ASSIGNED TASK:
Copy out all lines of the material below in which "coords" occurs.

##############################

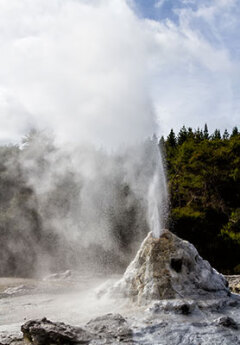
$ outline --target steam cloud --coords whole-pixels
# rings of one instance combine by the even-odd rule
[[[31,262],[40,274],[96,262],[125,267],[149,231],[159,159],[146,140],[157,131],[153,39],[122,0],[0,6],[1,138],[38,130],[16,158],[30,190],[20,188],[23,203],[11,211],[19,237],[8,235],[2,274],[31,275]]]
[[[0,6],[2,140],[51,128],[60,144],[111,149],[156,131],[149,35],[125,1]]]
[[[37,239],[31,243],[36,271],[125,268],[146,233],[159,236],[165,220],[159,158],[156,139],[109,153],[91,145],[57,147],[44,132],[28,136],[19,164],[34,193],[27,192],[24,212],[26,218],[34,212],[38,225],[35,234],[33,223],[21,226]]]

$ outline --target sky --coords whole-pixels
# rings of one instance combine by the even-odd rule
[[[0,0],[0,143],[240,125],[239,0]]]

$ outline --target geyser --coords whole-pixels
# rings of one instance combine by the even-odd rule
[[[159,238],[162,229],[167,227],[169,200],[163,159],[156,136],[153,136],[152,155],[154,167],[148,186],[147,216],[152,236]]]
[[[148,222],[153,237],[160,237],[166,227],[167,218],[168,190],[162,158],[159,154],[158,166],[148,189]]]
[[[223,275],[196,248],[168,230],[149,233],[123,278],[110,290],[139,304],[153,300],[212,299],[230,295]]]

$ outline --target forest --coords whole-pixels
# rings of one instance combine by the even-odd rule
[[[21,145],[2,145],[0,275],[31,277],[82,262],[125,269],[149,231],[143,186],[158,146],[168,179],[169,228],[222,273],[240,274],[238,128],[210,135],[207,125],[183,126],[139,145],[141,155],[134,148],[114,157],[83,148],[75,166],[46,133],[33,130]]]
[[[159,145],[170,192],[170,229],[213,267],[240,274],[240,133],[183,126]]]

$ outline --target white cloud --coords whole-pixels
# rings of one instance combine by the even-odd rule
[[[166,0],[159,0],[155,3],[154,6],[155,6],[155,8],[161,8],[165,2],[166,2]]]
[[[179,24],[151,23],[157,41],[152,92],[165,133],[183,124],[239,125],[236,2],[206,3],[196,11],[179,9]]]

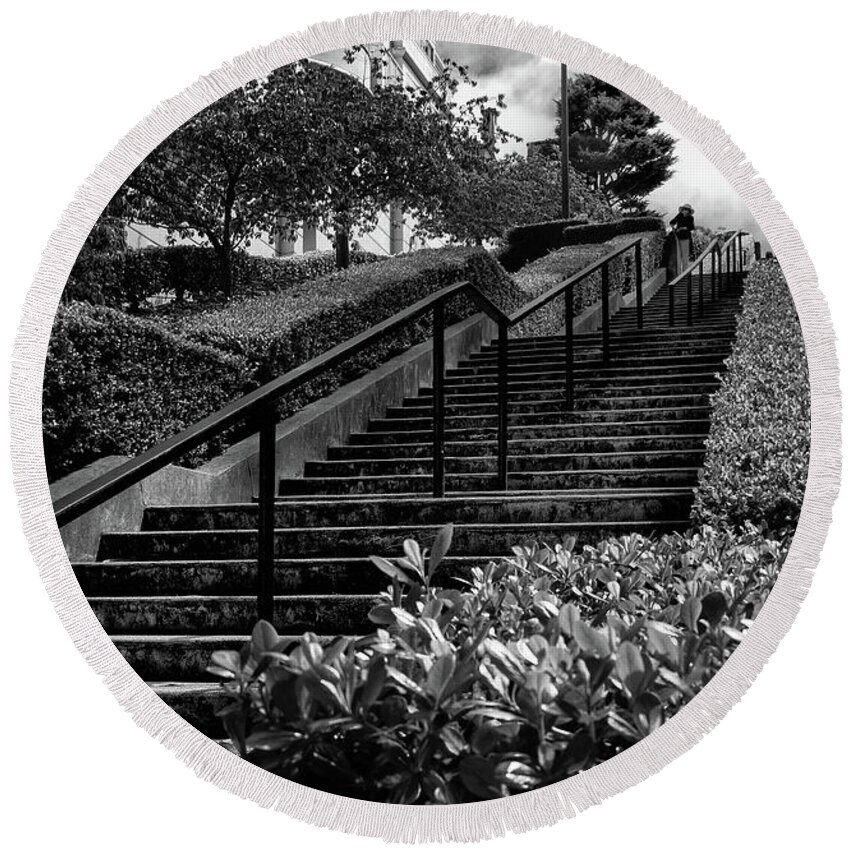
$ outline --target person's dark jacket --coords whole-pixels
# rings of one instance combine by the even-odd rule
[[[677,239],[687,238],[689,243],[689,256],[694,259],[694,217],[690,213],[678,212],[670,221],[670,227]]]
[[[675,217],[670,222],[670,227],[676,231],[676,236],[684,236],[685,234],[681,233],[681,231],[687,230],[688,238],[692,238],[691,233],[694,229],[694,217],[687,213],[676,213]]]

##############################

YOUR RESPONSE:
$ outline --target steam cloud --coords whole-pixels
$ outline --target sky --coords whole-pixels
$ outline --target geyser --coords whole-pixels
$ outline --target forest --coords whole-pixels
$ outline --target white cloud --coords whole-pixels
$ outline --target person's dark jacket --coords whole-pixels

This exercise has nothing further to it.